== GIVEN EXERCISE ==
Output as a numbered list the lines of the entries beginning with the line containing "Check that every instance of the spider leg" and continuing through the line containing "column 82, row 236", omitting any blank lines and nothing else.

== Labeled-object pointing entries ==
==================================================
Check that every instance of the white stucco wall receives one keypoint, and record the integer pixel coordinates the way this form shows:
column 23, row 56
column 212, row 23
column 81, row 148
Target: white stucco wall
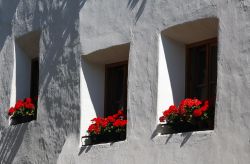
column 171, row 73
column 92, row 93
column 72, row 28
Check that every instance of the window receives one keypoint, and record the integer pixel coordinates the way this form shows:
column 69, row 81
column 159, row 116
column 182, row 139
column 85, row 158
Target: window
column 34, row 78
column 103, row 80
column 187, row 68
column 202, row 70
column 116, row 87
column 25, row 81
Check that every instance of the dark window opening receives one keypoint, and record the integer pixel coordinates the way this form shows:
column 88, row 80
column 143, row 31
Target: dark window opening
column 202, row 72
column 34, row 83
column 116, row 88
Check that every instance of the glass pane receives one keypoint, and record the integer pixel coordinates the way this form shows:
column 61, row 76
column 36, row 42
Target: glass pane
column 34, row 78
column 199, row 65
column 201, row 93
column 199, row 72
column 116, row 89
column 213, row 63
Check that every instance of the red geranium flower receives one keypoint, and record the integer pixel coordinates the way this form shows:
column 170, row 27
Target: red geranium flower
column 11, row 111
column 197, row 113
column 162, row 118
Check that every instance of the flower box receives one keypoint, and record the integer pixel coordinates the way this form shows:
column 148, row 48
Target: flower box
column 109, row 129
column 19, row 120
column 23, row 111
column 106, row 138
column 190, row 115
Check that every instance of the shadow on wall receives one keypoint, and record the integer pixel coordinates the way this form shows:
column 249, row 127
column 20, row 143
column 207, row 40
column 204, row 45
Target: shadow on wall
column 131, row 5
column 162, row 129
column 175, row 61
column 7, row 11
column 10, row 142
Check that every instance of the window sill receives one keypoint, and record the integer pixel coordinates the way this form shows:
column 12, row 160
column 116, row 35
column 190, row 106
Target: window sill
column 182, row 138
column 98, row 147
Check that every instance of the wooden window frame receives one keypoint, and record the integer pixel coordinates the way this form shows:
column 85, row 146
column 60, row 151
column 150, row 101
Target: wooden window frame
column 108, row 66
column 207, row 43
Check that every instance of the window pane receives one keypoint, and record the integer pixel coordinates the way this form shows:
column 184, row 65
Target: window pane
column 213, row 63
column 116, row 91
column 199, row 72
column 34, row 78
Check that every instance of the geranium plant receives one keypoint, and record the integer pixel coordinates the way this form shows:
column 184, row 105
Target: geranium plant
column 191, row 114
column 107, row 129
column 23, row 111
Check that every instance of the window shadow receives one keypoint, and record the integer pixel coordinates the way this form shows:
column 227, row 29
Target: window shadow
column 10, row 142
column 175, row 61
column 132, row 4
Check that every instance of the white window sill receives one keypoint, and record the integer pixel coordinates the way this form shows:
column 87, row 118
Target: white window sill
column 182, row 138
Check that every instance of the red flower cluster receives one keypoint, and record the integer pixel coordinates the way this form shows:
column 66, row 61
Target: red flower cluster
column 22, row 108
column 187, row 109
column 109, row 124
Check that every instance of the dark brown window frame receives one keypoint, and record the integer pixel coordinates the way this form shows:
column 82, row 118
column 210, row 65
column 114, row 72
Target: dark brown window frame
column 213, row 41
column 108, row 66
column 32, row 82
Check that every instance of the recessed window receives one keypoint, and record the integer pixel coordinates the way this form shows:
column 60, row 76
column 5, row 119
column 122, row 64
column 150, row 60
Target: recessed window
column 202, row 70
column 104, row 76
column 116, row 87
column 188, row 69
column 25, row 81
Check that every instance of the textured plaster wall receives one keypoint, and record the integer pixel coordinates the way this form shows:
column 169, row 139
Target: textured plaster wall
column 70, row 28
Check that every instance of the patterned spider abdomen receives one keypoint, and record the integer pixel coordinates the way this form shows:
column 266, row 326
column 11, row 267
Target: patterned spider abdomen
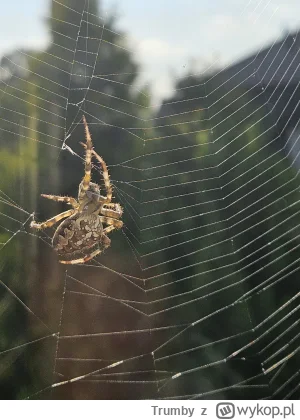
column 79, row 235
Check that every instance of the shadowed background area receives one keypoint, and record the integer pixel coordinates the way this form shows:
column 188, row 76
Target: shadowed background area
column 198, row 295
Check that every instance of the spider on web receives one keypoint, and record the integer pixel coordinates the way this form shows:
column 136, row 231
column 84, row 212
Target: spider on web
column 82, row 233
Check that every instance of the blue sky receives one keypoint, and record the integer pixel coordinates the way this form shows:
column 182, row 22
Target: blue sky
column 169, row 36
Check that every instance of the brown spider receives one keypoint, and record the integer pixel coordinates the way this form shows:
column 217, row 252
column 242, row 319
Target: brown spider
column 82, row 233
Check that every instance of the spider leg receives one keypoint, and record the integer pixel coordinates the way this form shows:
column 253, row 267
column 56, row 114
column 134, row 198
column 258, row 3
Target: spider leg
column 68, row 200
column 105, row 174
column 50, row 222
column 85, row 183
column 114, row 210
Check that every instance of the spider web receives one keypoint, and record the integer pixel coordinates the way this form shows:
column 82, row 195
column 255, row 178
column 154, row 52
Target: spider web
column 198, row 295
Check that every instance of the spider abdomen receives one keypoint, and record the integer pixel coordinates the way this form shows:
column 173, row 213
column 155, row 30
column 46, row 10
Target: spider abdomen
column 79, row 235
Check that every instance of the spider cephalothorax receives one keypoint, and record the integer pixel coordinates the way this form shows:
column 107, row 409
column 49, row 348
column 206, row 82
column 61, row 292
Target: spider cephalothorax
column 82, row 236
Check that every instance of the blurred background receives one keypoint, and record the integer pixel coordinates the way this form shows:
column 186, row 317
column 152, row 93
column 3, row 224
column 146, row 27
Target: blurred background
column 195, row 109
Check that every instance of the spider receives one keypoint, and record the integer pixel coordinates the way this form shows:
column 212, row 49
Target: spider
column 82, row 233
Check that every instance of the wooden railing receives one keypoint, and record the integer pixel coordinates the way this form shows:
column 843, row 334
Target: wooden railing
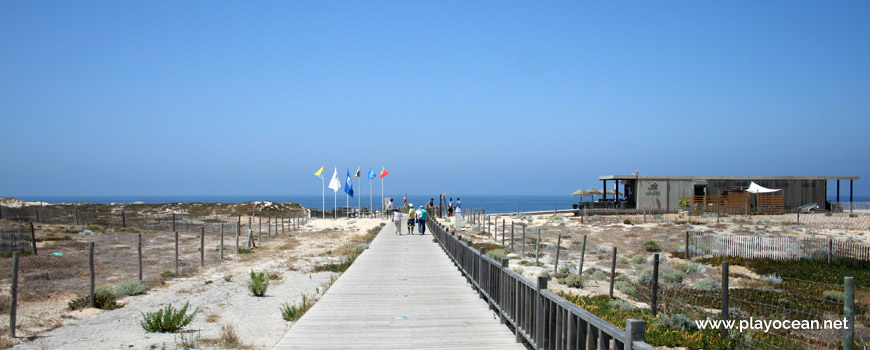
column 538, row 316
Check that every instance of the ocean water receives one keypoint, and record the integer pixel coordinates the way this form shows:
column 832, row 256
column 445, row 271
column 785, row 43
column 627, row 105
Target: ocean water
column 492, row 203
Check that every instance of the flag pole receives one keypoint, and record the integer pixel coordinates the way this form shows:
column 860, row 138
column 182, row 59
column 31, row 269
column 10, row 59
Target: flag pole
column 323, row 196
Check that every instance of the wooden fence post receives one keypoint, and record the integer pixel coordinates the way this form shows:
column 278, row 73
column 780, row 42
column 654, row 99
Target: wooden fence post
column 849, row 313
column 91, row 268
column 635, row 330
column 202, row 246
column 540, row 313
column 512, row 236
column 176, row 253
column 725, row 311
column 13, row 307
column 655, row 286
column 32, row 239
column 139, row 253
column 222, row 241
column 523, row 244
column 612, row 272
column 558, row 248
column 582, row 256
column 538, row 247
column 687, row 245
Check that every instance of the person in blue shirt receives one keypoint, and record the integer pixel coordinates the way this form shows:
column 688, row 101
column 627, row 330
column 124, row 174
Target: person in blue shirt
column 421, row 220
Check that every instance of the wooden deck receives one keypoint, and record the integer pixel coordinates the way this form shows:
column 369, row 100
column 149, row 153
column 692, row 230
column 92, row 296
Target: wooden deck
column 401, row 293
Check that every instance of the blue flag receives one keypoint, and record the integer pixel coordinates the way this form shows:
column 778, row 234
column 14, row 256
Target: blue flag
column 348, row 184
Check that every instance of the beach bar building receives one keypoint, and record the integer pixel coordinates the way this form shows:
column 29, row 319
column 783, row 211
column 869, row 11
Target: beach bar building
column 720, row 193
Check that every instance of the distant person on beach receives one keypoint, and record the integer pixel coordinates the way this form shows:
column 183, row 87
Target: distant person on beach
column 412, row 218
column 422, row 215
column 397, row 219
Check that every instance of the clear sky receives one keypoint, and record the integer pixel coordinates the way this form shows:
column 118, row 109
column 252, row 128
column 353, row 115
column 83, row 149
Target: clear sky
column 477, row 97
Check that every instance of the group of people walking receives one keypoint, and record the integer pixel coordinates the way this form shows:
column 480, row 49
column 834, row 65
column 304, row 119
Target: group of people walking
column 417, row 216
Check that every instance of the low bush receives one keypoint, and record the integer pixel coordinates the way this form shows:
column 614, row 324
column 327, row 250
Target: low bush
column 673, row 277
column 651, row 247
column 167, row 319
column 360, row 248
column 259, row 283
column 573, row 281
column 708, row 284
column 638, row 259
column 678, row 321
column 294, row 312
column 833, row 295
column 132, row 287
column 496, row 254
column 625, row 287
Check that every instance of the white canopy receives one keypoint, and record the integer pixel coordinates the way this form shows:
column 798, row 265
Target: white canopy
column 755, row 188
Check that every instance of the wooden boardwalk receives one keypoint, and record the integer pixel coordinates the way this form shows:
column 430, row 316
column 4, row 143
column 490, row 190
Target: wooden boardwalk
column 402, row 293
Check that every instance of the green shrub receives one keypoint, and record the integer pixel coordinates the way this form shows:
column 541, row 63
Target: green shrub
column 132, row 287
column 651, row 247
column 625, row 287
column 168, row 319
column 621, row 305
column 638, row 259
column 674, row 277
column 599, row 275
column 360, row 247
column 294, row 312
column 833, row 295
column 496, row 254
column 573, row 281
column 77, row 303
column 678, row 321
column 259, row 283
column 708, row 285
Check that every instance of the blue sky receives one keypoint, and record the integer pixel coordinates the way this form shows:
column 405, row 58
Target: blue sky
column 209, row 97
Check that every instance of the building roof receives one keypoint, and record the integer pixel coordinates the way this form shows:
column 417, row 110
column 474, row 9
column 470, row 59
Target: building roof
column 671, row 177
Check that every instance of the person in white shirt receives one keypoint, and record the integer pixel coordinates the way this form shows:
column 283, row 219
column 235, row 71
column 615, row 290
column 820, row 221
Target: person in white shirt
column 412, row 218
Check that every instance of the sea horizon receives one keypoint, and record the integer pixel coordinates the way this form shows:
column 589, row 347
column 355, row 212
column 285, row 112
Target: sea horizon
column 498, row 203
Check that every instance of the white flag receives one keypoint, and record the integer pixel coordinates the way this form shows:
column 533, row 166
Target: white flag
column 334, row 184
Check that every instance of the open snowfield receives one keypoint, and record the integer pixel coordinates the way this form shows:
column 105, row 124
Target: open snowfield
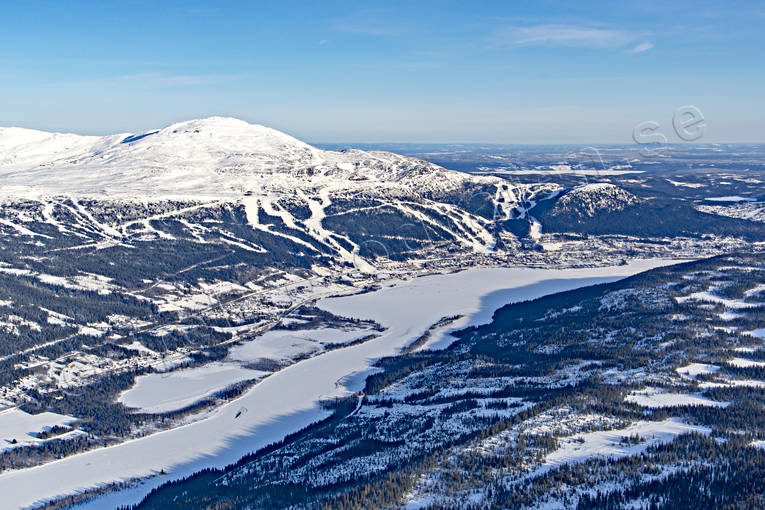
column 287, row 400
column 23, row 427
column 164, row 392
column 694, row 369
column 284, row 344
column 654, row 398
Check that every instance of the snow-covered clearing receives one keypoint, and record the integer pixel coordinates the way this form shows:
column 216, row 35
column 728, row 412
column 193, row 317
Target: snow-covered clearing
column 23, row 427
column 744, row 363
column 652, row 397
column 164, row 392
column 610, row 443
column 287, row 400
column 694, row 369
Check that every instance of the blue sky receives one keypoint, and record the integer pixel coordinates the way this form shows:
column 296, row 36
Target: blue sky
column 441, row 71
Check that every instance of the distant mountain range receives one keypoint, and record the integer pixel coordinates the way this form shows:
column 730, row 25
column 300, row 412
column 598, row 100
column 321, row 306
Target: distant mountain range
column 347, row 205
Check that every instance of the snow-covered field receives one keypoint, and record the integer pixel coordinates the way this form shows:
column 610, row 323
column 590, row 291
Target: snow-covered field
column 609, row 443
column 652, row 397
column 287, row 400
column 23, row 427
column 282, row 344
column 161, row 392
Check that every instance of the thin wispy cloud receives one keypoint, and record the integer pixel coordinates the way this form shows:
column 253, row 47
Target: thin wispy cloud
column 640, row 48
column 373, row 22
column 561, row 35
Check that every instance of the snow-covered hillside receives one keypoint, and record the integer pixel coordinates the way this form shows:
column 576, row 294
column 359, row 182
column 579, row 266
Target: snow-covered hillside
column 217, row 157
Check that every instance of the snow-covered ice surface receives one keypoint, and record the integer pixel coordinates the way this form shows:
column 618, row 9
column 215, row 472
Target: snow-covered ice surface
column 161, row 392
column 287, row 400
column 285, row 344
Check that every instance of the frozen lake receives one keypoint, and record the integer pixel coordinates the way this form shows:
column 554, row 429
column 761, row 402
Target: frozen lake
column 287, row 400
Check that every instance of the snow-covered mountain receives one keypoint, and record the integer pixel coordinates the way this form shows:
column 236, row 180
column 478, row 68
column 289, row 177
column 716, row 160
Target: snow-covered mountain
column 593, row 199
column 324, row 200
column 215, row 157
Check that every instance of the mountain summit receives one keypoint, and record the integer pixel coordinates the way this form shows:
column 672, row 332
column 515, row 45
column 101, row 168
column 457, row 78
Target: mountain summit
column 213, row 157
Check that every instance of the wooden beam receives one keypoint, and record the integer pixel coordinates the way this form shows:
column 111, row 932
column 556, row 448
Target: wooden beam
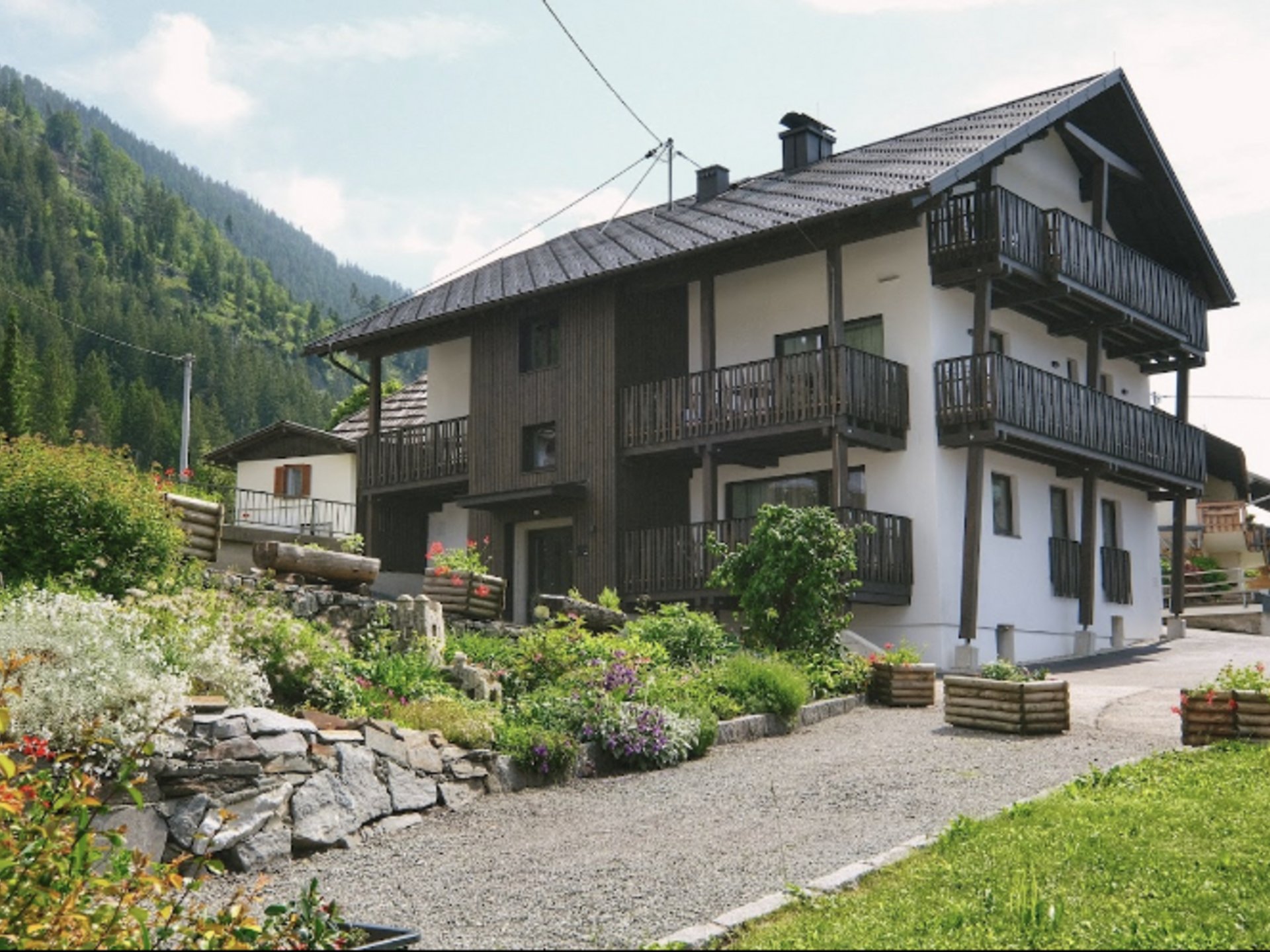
==================================================
== FINAL RESULT ==
1. Check that every instance of the spider leg receives one keypoint, and record the integer pixel coordinates the way this form shows:
2. column 253, row 267
3. column 56, row 114
4. column 134, row 198
5. column 258, row 3
6. Target: spider leg
7. column 68, row 200
8. column 105, row 174
9. column 50, row 222
10. column 85, row 183
11. column 114, row 210
12. Check that every instance of the spider web receives one keypoint, and record the integer pixel coordinates the way this form shows:
13. column 82, row 195
14. column 255, row 178
15. column 154, row 52
16. Target: spider web
17. column 198, row 295
18. Check that every instance of the spider abdomen receives one keypoint, and record the integer pixel coordinates the way this form shows:
19. column 173, row 213
20. column 155, row 30
21. column 46, row 10
22. Target: spider abdomen
23. column 79, row 235
24. Check that every instance of the spider cephalothorax receives one keypoint, and record the integer pixel coordinates the way this form shows:
25. column 107, row 409
26. column 49, row 348
27. column 206, row 82
28. column 61, row 292
29. Target: spider cephalothorax
30. column 82, row 236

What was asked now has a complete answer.